▶ [FONTE]
::::
Fake news: quanto vengono condizionati gli utenti?
Dilagano e si mostrano sgargianti soprattutto sul web: sono le fake news. Notizie derivate da equivoci, fraintendimenti o più frequentemente inventate di sana pianta. Dopotutto il settore in cui è più facile imbattersi in questo tipo di notizie è quello dei pettegolezzi. Flirt, rotture…la stessa persona può aver mollato sei persone ed essere single da sempre a seconda di chi la racconta.
Quando invece riguardano fatti politici o reati c’è da riflettere. Quanto possono condizionare chi legge, in buona fede?
fake news, inestirpabili come un’erbaccia
Difficile vedere Internet come un giardino ma la metafora rende bene l’idea. Partiamo dal significato dell’espressione inglese: fake, ossia falso, e news, ossia notizie. In italiano le chiamiamo comunemente bufale. in tono canzonatorio. Raramente però sono informazioni errate riportate in buona fede.
::::
▶ [ESERCIZIO SCRITTO 1] Elenca tutte le origini da cui, secondo il testo sulle fake news, derivano queste notizie.
▶ [ESERCIZIO SCRITTO 2] Ricopia dal testo sulle fake news il brano compreso tra "Fake news: quanto" e "in buona fede?", estremi inclusi.
▶ [ESERCIZIO SCRITTO 3]
Rispondi in breve a queste domande sul testo sulle fake news:
(a) In quale settore è più facile imbattersi in notizie false?
(b) Che cosa significa la parola inglese "fake"?
(c) Come si chiamano comunemente in italiano le fake news?
::::
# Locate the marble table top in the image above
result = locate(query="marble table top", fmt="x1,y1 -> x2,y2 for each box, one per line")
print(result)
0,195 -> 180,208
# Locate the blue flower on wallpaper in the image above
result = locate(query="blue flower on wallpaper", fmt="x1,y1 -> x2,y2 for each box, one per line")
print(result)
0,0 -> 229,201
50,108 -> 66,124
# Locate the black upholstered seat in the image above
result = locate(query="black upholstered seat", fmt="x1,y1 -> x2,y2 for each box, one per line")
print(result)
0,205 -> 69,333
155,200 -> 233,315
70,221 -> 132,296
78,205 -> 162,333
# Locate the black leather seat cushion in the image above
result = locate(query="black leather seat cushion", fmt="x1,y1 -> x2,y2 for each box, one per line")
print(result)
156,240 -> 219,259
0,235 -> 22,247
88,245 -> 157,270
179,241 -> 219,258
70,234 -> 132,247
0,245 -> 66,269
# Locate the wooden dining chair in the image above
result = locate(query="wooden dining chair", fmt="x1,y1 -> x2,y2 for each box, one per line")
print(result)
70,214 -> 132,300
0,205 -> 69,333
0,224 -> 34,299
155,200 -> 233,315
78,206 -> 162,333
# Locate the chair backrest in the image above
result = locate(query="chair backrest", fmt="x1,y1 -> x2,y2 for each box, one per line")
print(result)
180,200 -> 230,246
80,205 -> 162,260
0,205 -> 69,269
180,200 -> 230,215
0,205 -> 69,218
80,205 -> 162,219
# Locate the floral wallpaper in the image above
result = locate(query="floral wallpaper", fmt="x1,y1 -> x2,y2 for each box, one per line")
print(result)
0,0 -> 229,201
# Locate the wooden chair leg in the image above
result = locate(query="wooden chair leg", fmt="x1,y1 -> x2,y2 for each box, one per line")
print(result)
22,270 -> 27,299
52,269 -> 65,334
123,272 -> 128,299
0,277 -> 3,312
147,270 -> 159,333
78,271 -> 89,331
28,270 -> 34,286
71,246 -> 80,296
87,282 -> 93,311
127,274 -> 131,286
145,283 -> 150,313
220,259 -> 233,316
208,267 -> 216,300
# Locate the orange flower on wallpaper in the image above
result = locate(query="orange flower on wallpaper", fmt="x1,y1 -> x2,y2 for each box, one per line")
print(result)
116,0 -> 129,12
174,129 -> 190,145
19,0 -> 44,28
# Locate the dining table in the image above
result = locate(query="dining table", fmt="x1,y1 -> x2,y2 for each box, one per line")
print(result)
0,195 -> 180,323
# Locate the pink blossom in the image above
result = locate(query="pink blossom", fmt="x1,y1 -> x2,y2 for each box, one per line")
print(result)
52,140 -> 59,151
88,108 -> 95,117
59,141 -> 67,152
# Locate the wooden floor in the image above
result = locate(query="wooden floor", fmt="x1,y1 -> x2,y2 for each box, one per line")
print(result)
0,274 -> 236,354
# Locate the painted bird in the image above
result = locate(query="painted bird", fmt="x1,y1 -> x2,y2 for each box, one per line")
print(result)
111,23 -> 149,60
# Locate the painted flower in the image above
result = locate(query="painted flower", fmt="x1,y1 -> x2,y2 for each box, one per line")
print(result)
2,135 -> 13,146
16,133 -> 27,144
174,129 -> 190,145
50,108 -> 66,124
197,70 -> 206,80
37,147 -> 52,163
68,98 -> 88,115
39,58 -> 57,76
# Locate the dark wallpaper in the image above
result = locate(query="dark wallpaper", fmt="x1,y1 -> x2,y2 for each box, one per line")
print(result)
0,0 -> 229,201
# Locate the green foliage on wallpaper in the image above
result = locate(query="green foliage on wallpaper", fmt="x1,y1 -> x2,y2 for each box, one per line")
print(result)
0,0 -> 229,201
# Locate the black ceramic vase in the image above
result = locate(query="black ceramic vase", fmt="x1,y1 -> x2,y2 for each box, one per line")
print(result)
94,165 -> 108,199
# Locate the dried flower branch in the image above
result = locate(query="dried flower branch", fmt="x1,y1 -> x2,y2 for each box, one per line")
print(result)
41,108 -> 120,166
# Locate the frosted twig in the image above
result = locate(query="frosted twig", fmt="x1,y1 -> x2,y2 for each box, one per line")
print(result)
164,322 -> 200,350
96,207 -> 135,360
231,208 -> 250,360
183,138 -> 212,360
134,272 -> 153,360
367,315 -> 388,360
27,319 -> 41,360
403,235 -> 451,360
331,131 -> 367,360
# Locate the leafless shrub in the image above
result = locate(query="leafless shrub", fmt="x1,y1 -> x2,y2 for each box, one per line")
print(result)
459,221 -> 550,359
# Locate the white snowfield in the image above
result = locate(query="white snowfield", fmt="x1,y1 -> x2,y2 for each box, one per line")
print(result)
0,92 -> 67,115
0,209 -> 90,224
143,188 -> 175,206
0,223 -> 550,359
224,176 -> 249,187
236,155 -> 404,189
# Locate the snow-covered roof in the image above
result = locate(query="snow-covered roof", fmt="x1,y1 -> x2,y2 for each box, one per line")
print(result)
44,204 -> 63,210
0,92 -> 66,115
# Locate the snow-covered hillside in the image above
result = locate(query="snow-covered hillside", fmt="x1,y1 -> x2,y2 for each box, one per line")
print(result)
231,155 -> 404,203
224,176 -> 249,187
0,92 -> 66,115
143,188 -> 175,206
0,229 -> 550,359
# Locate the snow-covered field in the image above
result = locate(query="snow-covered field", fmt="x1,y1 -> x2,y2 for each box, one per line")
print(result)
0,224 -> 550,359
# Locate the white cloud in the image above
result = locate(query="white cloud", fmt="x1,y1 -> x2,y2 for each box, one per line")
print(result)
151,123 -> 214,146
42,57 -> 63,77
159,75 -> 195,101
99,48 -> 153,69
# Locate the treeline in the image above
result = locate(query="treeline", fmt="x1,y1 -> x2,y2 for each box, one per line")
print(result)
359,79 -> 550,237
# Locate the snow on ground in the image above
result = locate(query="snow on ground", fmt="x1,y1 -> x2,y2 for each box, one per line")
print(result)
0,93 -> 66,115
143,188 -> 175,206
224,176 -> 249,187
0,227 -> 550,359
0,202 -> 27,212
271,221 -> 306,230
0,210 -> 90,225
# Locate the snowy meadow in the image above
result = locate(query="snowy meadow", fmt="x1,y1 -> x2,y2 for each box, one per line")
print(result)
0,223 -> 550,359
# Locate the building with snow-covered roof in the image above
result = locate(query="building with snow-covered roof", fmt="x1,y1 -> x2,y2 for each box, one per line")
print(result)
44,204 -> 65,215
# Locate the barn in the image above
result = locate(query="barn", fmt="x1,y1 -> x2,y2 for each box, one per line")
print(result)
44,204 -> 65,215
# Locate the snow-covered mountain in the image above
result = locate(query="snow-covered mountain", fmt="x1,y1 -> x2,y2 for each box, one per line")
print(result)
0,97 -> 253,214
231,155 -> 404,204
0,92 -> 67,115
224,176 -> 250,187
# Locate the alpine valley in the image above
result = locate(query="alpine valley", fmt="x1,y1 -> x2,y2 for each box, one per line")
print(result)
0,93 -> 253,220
::::
▶ [RISPOSTA 1]
- Equivoci
- Fraintendimenti
- Invenzione di sana pianta

▶ [RISPOSTA 2]
Fake news: quanto vengono condizionati gli utenti?
Dilagano e si mostrano sgargianti soprattutto sul web: sono le fake news. Notizie derivate da equivoci, fraintendimenti o più frequentemente inventate di sana pianta. Dopotutto il settore in cui è più facile imbattersi in questo tipo di notizie è quello dei pettegolezzi. Flirt, rotture…la stessa persona può aver mollato sei persone ed essere single da sempre a seconda di chi la racconta.
Quando invece riguardano fatti politici o reati c’è da riflettere. Quanto possono condizionare chi legge, in buona fede?

▶ [RISPOSTA 3]
(a) Nei pettegolezzi.
(b) Falso.
(c) Bufale.